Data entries

_ _ _

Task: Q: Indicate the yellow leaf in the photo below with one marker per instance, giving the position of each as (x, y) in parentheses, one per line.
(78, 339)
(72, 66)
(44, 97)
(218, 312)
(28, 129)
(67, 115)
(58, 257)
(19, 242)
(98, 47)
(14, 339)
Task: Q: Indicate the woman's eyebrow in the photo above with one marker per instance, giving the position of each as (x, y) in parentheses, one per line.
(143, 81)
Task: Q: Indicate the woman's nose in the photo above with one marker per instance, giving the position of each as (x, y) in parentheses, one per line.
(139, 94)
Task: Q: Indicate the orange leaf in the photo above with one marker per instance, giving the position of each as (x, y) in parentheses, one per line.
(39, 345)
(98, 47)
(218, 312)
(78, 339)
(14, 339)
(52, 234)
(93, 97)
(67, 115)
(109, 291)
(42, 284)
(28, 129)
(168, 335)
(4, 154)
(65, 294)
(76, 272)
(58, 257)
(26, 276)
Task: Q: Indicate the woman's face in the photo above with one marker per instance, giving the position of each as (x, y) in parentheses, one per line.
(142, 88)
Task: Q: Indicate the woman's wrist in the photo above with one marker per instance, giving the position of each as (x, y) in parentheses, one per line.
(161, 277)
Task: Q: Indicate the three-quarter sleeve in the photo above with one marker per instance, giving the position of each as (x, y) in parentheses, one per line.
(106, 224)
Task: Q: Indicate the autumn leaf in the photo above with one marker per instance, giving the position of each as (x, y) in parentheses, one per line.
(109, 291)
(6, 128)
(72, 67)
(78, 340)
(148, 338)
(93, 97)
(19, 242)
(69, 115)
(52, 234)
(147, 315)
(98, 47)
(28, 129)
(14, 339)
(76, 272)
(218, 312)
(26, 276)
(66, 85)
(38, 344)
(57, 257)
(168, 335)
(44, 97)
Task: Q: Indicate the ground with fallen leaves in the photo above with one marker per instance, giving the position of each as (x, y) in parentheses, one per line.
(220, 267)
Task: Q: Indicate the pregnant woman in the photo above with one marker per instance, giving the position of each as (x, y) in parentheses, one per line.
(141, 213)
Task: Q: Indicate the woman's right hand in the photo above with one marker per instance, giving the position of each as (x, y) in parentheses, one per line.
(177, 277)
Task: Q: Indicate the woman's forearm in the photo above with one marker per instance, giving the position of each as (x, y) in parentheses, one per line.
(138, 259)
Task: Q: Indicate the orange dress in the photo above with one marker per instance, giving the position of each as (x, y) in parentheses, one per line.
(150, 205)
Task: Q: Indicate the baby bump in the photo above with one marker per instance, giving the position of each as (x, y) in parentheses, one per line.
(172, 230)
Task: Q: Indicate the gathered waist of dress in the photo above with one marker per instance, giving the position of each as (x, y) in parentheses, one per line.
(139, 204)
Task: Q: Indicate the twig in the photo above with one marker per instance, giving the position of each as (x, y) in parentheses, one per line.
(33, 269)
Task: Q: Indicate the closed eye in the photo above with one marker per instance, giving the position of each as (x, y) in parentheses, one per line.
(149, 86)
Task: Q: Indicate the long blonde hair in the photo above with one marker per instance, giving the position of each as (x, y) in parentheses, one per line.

_ _ _

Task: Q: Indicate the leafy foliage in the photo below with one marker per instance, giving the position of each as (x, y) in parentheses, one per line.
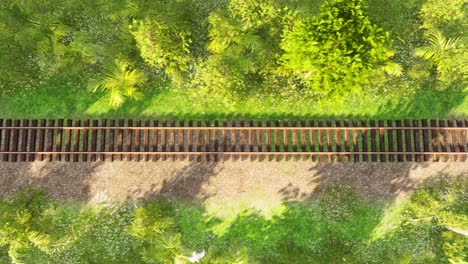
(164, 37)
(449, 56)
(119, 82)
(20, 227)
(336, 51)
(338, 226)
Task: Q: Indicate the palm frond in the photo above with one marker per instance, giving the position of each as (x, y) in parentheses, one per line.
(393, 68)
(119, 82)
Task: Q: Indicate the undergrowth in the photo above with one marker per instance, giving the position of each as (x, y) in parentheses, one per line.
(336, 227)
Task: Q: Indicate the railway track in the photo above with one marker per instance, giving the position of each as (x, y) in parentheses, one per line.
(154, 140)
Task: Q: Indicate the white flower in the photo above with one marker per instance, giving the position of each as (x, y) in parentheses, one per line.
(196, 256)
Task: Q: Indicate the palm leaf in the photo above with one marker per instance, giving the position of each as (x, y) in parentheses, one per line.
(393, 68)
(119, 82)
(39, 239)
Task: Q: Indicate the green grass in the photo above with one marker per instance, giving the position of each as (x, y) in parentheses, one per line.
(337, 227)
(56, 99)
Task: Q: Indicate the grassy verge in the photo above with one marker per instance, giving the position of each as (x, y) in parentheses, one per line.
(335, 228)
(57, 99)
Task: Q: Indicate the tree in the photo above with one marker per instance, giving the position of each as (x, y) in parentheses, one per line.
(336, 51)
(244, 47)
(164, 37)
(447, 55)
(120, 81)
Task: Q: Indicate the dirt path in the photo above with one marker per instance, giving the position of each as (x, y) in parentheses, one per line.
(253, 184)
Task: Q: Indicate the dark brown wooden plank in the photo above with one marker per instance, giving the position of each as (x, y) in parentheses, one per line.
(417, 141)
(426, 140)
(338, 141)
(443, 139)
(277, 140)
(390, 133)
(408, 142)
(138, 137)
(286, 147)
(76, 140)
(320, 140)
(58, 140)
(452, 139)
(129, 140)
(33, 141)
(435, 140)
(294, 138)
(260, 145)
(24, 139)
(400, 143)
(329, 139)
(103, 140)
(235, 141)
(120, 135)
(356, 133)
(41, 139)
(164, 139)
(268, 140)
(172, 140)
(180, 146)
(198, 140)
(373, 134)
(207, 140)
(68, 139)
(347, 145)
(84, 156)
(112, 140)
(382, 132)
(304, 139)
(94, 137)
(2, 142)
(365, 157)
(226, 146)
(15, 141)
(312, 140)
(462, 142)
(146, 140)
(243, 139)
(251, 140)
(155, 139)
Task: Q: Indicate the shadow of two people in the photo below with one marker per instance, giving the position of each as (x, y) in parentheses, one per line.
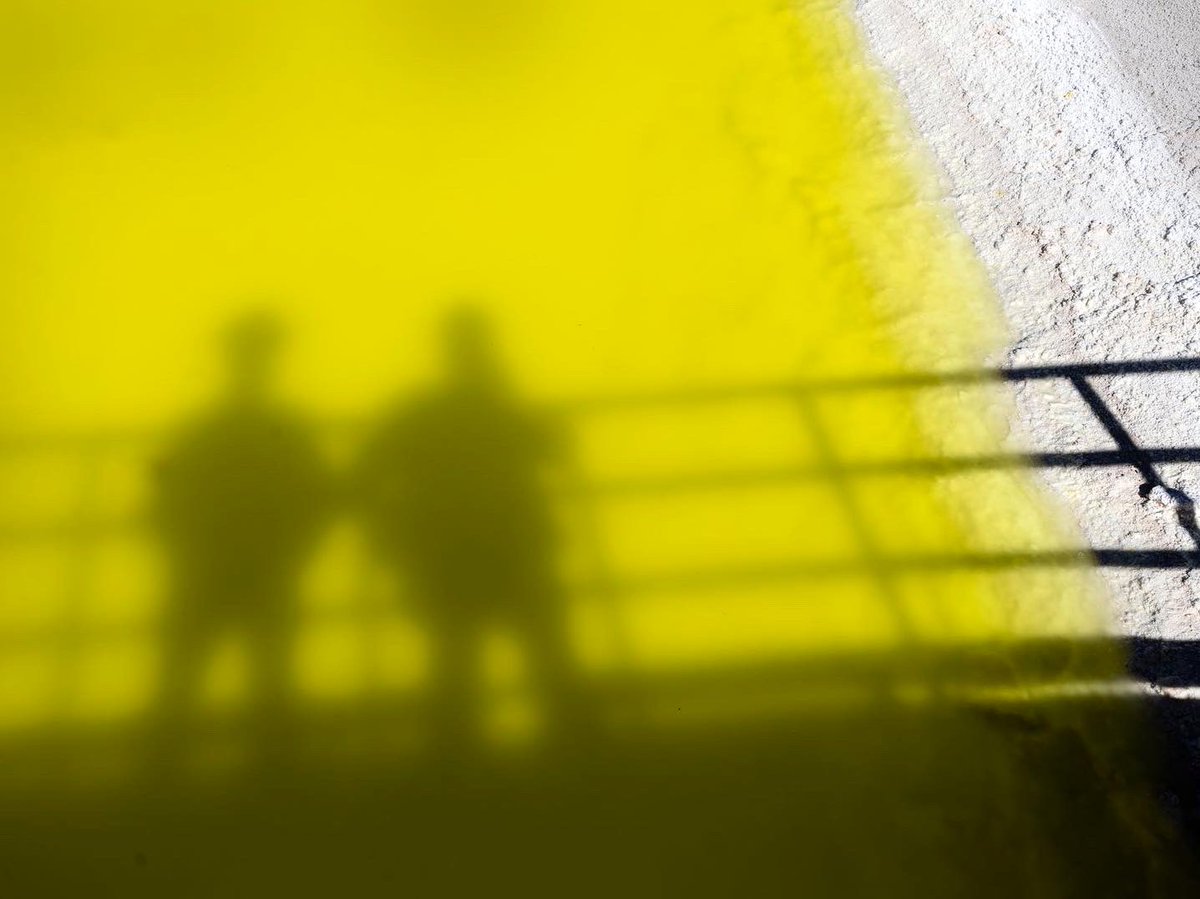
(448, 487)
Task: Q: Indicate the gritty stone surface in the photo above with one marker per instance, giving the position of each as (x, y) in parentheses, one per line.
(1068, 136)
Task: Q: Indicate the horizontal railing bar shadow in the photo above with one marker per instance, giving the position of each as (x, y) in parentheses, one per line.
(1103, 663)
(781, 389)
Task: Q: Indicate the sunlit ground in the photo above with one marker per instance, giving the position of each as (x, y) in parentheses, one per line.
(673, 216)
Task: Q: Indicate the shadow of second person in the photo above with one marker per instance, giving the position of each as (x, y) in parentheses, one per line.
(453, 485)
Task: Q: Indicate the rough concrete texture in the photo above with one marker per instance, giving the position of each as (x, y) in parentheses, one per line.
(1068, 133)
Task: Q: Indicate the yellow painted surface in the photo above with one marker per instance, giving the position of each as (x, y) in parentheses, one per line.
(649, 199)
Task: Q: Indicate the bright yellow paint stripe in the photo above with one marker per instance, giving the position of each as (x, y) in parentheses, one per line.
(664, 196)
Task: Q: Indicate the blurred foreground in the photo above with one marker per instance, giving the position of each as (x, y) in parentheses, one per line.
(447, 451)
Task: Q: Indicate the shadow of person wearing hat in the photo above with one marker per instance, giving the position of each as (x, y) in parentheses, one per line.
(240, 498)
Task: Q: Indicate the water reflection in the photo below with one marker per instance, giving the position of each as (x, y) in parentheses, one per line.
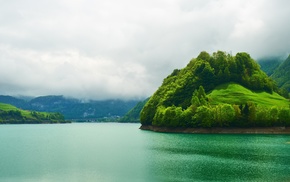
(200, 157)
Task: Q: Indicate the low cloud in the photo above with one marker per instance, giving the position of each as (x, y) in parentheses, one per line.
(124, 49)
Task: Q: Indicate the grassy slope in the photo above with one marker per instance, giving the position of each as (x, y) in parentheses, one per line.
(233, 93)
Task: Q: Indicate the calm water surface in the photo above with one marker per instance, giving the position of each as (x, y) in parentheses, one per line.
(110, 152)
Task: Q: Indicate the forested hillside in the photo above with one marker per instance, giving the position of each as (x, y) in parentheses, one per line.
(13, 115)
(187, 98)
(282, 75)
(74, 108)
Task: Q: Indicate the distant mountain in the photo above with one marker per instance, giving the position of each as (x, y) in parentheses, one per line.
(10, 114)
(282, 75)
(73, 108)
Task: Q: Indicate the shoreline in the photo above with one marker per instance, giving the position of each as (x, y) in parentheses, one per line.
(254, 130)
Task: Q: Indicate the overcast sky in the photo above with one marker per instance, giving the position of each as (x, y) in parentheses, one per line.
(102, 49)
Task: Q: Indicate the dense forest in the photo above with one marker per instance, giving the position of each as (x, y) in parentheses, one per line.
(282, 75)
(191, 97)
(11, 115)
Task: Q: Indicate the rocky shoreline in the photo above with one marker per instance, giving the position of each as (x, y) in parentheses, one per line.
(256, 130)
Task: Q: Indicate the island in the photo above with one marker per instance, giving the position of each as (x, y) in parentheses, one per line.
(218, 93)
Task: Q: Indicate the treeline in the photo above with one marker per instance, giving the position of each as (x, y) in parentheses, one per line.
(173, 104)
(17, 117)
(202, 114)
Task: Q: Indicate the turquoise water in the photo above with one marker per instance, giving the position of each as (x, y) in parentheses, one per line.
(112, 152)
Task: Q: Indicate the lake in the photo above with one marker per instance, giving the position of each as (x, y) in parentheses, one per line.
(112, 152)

_ _ _

THE REQUEST →
Pick out every line of the data above that contains the word "grassy", and copy each one in full.

RESPONSE TO THE TASK →
Task: Q: Indicate the grassy verge in the photo above with one marker per instance, giving the position of each as (x, y) in parentheses, one per line.
Task: Q: Indicate the grassy slope in the photo above with one marker per instance, giving the position of each as (x, y) in parentheses, one per line.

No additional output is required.